▶ **Written exercise**:
Lay out every line of the data below as a Markdown table with the columns Row and Entry, where Row is the line number and Entry is the line itself. Skip blank lines, and leave the pictures out of the table.

-- Start Input data --

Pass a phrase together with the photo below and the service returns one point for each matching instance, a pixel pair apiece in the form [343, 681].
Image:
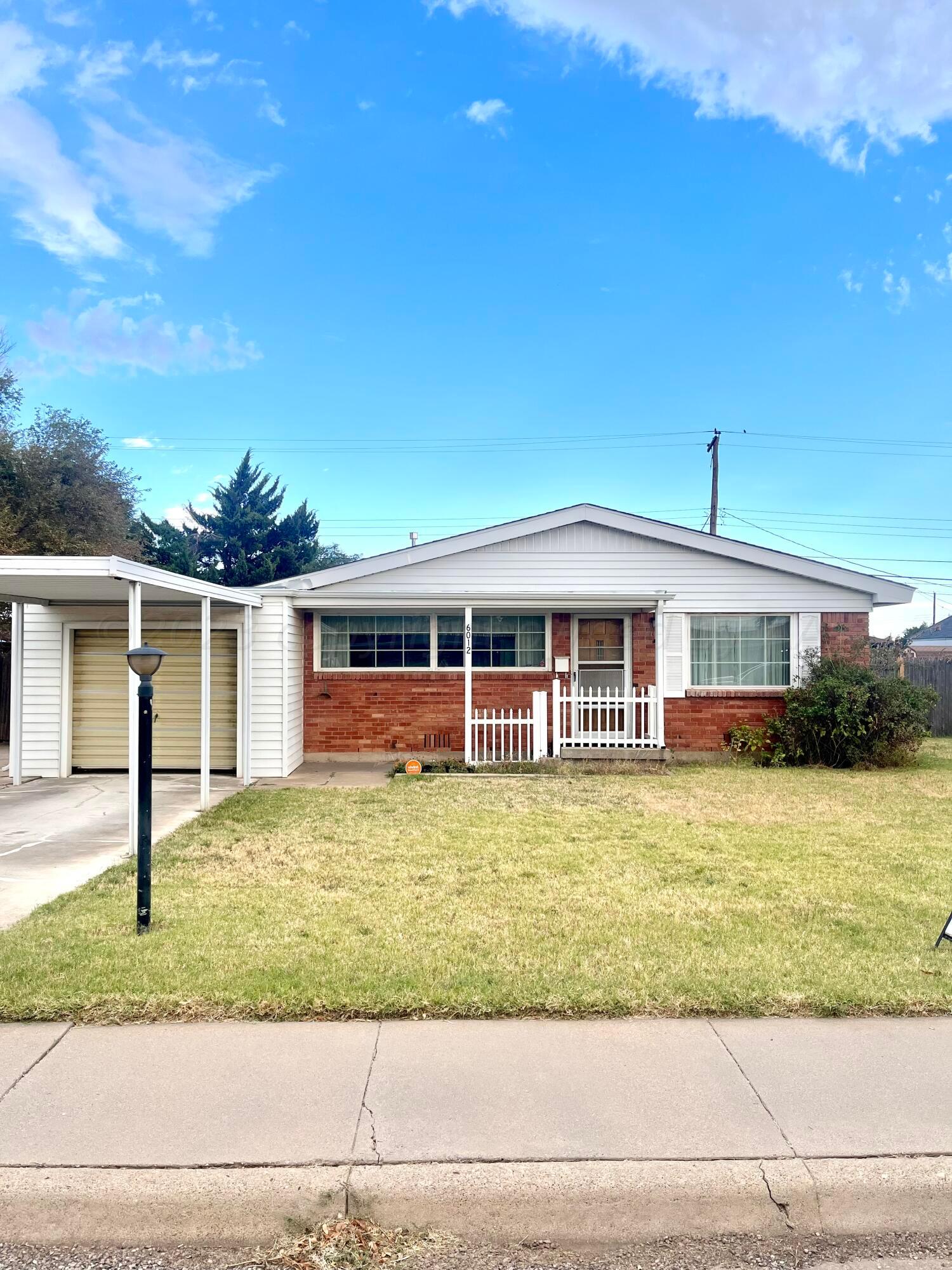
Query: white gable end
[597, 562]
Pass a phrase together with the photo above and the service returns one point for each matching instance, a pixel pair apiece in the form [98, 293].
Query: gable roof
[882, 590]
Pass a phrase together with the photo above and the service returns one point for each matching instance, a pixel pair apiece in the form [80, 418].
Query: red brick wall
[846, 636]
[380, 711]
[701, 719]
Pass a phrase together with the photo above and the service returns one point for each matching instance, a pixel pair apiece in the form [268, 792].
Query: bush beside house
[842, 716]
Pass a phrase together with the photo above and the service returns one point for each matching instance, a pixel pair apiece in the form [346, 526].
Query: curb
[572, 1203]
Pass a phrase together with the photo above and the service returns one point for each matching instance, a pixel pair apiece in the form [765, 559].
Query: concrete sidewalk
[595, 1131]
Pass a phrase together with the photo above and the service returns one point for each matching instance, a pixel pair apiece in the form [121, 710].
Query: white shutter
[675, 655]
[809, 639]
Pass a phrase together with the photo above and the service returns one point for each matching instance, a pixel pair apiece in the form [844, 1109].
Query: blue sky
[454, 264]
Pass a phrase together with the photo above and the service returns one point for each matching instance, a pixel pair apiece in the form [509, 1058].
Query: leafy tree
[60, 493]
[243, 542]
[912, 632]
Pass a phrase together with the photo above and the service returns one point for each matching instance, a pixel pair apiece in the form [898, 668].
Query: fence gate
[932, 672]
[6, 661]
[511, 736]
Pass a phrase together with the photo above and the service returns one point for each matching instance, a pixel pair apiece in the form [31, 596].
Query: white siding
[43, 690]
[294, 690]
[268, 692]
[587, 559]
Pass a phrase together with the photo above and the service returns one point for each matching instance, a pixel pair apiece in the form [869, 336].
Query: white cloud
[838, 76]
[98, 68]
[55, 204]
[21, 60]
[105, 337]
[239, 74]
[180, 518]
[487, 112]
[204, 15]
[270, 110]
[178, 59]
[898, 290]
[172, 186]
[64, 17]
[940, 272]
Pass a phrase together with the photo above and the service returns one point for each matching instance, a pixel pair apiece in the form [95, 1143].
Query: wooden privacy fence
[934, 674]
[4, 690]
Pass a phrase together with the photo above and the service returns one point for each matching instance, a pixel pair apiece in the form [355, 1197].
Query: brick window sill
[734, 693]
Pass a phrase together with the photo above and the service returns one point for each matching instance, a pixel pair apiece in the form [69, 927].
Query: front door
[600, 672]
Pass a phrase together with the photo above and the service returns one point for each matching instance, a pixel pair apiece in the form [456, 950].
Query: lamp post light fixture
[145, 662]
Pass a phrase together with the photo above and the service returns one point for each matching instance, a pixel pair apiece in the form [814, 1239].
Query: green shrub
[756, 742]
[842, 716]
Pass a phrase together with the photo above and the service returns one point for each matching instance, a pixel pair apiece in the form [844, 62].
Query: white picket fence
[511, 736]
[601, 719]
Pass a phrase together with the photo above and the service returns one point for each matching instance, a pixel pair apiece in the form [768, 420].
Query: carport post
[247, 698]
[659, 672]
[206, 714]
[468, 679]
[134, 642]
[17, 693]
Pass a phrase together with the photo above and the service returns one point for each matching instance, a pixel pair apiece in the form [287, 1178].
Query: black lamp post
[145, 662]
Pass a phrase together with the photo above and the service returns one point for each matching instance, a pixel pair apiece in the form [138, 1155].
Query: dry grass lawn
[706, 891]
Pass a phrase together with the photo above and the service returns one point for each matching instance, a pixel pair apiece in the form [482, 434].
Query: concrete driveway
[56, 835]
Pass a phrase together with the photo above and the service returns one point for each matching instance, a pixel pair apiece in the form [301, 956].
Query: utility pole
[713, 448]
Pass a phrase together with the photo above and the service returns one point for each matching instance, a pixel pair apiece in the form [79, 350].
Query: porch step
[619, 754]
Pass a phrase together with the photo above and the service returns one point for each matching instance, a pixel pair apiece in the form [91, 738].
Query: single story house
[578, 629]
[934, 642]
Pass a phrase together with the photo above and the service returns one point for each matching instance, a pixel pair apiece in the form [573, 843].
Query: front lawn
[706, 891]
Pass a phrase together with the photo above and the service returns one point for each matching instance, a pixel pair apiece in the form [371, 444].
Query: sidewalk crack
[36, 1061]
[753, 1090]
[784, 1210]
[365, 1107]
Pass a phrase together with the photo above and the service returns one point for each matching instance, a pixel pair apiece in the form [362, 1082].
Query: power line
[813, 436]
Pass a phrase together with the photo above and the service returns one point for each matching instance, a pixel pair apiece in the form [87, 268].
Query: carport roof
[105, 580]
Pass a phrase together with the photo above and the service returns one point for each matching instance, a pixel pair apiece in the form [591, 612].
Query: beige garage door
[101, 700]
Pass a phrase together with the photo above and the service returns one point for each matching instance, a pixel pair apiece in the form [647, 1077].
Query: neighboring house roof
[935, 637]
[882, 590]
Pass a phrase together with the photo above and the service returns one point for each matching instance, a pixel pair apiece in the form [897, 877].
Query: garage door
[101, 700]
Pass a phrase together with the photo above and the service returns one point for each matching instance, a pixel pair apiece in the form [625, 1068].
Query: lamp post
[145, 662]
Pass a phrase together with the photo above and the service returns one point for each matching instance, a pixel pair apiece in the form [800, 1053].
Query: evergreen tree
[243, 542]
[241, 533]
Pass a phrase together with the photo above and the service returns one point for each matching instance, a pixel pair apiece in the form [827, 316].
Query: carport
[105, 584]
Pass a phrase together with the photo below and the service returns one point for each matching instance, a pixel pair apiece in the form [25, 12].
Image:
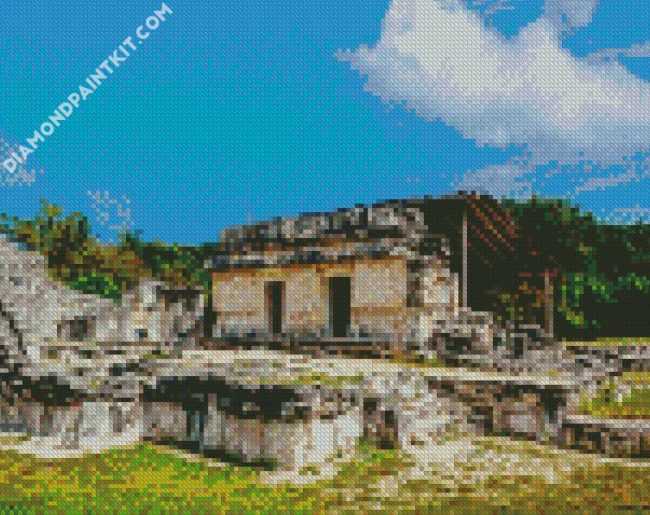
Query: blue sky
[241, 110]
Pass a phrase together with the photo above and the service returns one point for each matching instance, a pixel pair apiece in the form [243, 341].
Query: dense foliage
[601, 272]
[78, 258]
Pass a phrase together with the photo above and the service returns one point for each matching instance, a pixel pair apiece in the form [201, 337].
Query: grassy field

-- End Input data --

▶ **Task result**:
| Row | Entry |
|---|---|
| 1 | Pass a phrase together with the photo below and the service returns one point for each matching instance, a pixel pair apiece in the form [343, 681]. |
| 2 | Image: |
| 3 | Query: white gable end |
| 4 | [597, 562] |
| 5 | Pass a phrase together with the photo above and the service returns one point for each matching instance, a pixel pair apiece in the form [98, 293]. |
| 6 | Query: gable roof |
| 7 | [882, 590] |
| 8 | Pass a phrase together with the photo above and the service returns one point for each matching instance, a pixel pair apiece in the form [80, 418]. |
| 9 | Query: red brick wall |
| 10 | [846, 636] |
| 11 | [380, 711] |
| 12 | [701, 719] |
| 13 | Pass a phrase together with the photo above and the service returns one point for each matching instance, a pixel pair apiece in the form [268, 792]. |
| 14 | Query: bush beside house |
| 15 | [842, 716] |
| 16 | Pass a phrase together with the photo above and the service returns one point for each matching instance, a pixel pair apiece in the form [346, 526]. |
| 17 | Query: curb |
| 18 | [572, 1203] |
| 19 | Pass a phrase together with the photo above and the service returns one point for each matching instance, a pixel pair apiece in the form [765, 559]. |
| 20 | Query: concrete sidewalk |
| 21 | [595, 1131] |
| 22 | Pass a phrase together with the photo above and the service returns one point for each matching instance, a pixel pair apiece in the form [121, 710]. |
| 23 | Query: white shutter |
| 24 | [675, 655] |
| 25 | [809, 639] |
| 26 | Pass a phrase together with the photo above and the service returns one point for each matching instance, a pixel pair apiece in the form [844, 1109]. |
| 27 | Query: blue sky |
| 28 | [454, 264] |
| 29 | Pass a phrase together with the photo above and the service returns one point for each matching instance, a pixel pair apiece in the form [509, 1058]. |
| 30 | Query: leafy tree |
| 31 | [60, 493] |
| 32 | [243, 542] |
| 33 | [912, 632] |
| 34 | Pass a phrase together with the photo above and the service returns one point for each matching instance, a pixel pair apiece in the form [898, 668]. |
| 35 | Query: fence gate |
| 36 | [932, 672] |
| 37 | [6, 661] |
| 38 | [511, 736] |
| 39 | Pass a phrase together with the photo above and the service returns one point for each matching instance, a pixel pair apiece in the form [31, 596]. |
| 40 | Query: white siding |
| 41 | [43, 690] |
| 42 | [294, 690] |
| 43 | [268, 692] |
| 44 | [587, 559] |
| 45 | Pass a phrase together with the photo above and the service returns one point for each matching instance, a pixel pair apiece in the form [869, 336]. |
| 46 | Query: white cloud |
| 47 | [838, 76] |
| 48 | [98, 68] |
| 49 | [55, 204] |
| 50 | [21, 60] |
| 51 | [105, 337] |
| 52 | [239, 74] |
| 53 | [180, 518] |
| 54 | [487, 112] |
| 55 | [204, 15] |
| 56 | [270, 110] |
| 57 | [178, 59] |
| 58 | [898, 290] |
| 59 | [172, 186] |
| 60 | [64, 17] |
| 61 | [940, 272] |
| 62 | Pass a phrase together with the photo above and the service returns one point for each matching instance, a pixel pair apiece in the form [95, 1143]. |
| 63 | Query: wooden privacy fence |
| 64 | [934, 674] |
| 65 | [4, 690] |
| 66 | Pass a phrase together with the photo above and the service returns one point for each matching instance, a pixel pair apiece in the form [355, 1197]. |
| 67 | Query: brick window sill |
| 68 | [734, 693] |
| 69 | Pass a phrase together with the photo above and the service returns one point for each matching instance, a pixel pair apiece in the form [69, 927]. |
| 70 | Query: front door |
| 71 | [600, 672] |
| 72 | Pass a phrase together with the photo above and the service returns one point for each matching instance, a pixel pair apiece in the form [456, 950]. |
| 73 | Query: lamp post light fixture |
| 74 | [145, 662] |
| 75 | Pass a phrase together with the photo above and the service returns one point for each matching instance, a pixel pair apiece in the form [814, 1239]. |
| 76 | Query: green shrub |
| 77 | [756, 742] |
| 78 | [842, 716] |
| 79 | Pass a phrase together with the photo above and the service returns one point for each matching instance, a pixel pair apiece in the form [844, 62]. |
| 80 | Query: white picket fence |
| 81 | [511, 736] |
| 82 | [601, 719] |
| 83 | Pass a phrase together with the photo above and the service returns one point for each matching instance, a pixel pair apiece in the form [768, 420]. |
| 84 | Query: carport post |
| 85 | [247, 698] |
| 86 | [659, 672] |
| 87 | [206, 714] |
| 88 | [468, 679] |
| 89 | [134, 642] |
| 90 | [17, 693] |
| 91 | Pass a phrase together with the photo above and the service returns one point for each matching instance, a pixel pair apiece in the form [287, 1178]. |
| 92 | Query: black lamp post |
| 93 | [145, 662] |
| 94 | Pass a phrase together with the photo above and the service returns one point for each matching instance, a pixel pair apiece in the form [138, 1155]. |
| 95 | Query: dry grass lawn |
| 96 | [706, 891] |
| 97 | Pass a phrase together with the photo above and the service returns one point for each matching instance, a pixel pair apiece in the form [482, 434]. |
| 98 | Query: concrete driveway |
| 99 | [56, 835] |
| 100 | Pass a phrase together with the photo above and the service returns one point for each matching instance, a pixel pair apiece in the form [301, 956]. |
| 101 | Query: utility pole |
| 102 | [713, 448] |
| 103 | Pass a phrase together with the photo above and the service returns one point for each matching instance, a pixel pair apiece in the form [79, 350]. |
| 104 | Query: porch step |
| 105 | [619, 754] |
| 106 | Pass a phrase together with the photo above and the service returns one point for each matching instance, a pixel pair apiece in the form [91, 738]. |
| 107 | Query: single story house |
| 108 | [578, 629] |
| 109 | [934, 642] |
| 110 | Pass a phrase together with the photo above and the service returns one point for each matching instance, a pixel pair apiece in the form [573, 843]. |
| 111 | Query: front lawn |
| 112 | [706, 891] |
| 113 | Pass a phrase together with the photo above and the service returns one point for each matching instance, a pixel pair apiece in the form [371, 444]. |
| 114 | Query: sidewalk crack |
| 115 | [36, 1061] |
| 116 | [753, 1090] |
| 117 | [784, 1210] |
| 118 | [365, 1107] |
| 119 | Pass a phrase together with the photo above and the service returns one point for each matching instance, a pixel pair apiece in the form [362, 1082]. |
| 120 | Query: power line |
| 121 | [813, 436] |
| 122 | Pass a phrase together with the photo above and the service returns one point for each matching instance, a pixel pair apiece in the form [87, 268]. |
| 123 | Query: carport roof |
| 124 | [105, 580] |
| 125 | Pass a phrase together with the photo above and the service returns one point for each matching instance, a pixel pair apiece in the form [591, 612]. |
| 126 | Query: beige garage door |
| 127 | [101, 700] |
| 128 | Pass a phrase together with the photo above and the service returns one point for each matching instance, a pixel pair apiece in the form [647, 1077]. |
| 129 | Query: neighboring house roof |
| 130 | [935, 637] |
| 131 | [882, 590] |
| 132 | Pass a phrase together with the photo above and the service returns one point for each matching instance, a pixel pair apiece in the form [897, 877]. |
| 133 | Query: garage door |
| 134 | [101, 700] |
| 135 | Pass a phrase together with the photo above and the service returns one point for each matching instance, a pixel pair apiece in the form [625, 1068]. |
| 136 | Query: lamp post |
| 137 | [145, 662] |
| 138 | Pass a phrase together with the photo above and the service returns one point for each matching instance, a pixel pair apiece in the form [800, 1053]. |
| 139 | Query: evergreen tree |
| 140 | [243, 542] |
| 141 | [241, 533] |
| 142 | Pass a phrase together with the photo above and the service returns one point for each matching instance, a pixel pair apiece in the form [827, 316]. |
| 143 | Query: carport |
| 144 | [105, 584] |
| 145 | Pass a phrase together with the photo below and the service returns one point for each matching instance, a pixel pair apiece in the form [25, 12]. |
| 146 | Image: |
| 147 | Query: blue sky |
| 148 | [241, 110] |
| 149 | Pass a phrase together with the photo above and the service returns one point for each matching instance, a pixel pair apiece in the form [243, 341]. |
| 150 | Query: dense foliage |
| 151 | [601, 272] |
| 152 | [78, 258] |
| 153 | Pass a phrase together with the photo above and the service returns one point for each matching instance, a pixel pair apiece in the form [201, 337]. |
| 154 | Query: grassy field |